§ **Exercise**
Please copy the records from the line that has "compact form (415,317)." through the line that has "Target: dark suit jacket", both included, and offset every coordinate in the answers by -80. The numbers in the requests stay as they are.

§ **Dataset records**

►

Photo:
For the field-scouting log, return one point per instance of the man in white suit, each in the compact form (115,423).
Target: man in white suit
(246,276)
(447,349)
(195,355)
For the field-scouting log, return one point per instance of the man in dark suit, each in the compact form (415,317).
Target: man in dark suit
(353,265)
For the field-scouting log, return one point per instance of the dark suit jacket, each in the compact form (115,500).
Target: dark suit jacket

◄
►

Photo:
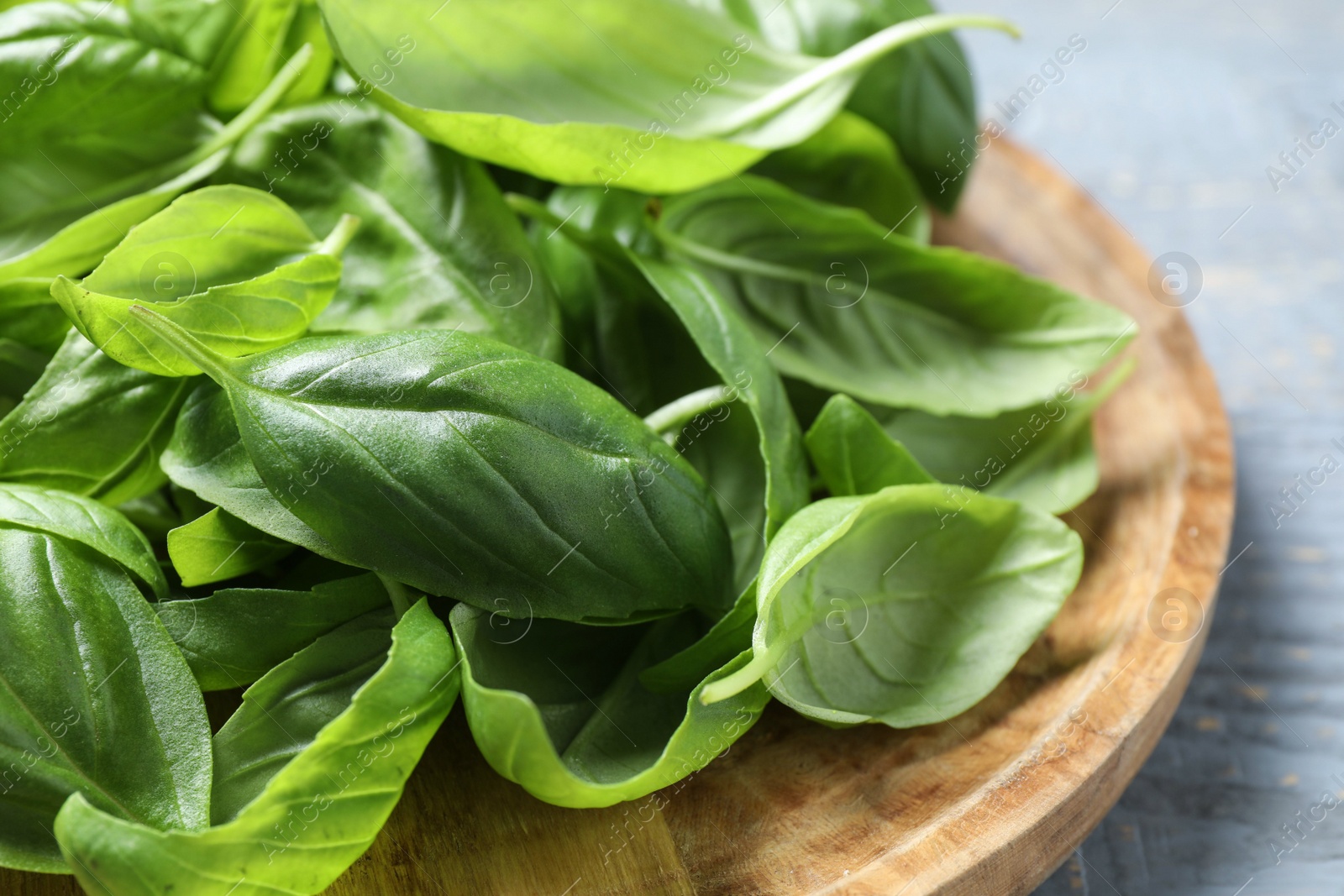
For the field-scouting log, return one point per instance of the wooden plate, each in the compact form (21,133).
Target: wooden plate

◄

§ **Response to the task**
For the field-scouting log, return one point per instance of the man in dark suit, each in the compact form (415,317).
Target: man in dark suit
(273,185)
For the field-scouting log, return one point per instance of the dark suit jacket, each in the compact form (115,500).
Target: dark suit jacket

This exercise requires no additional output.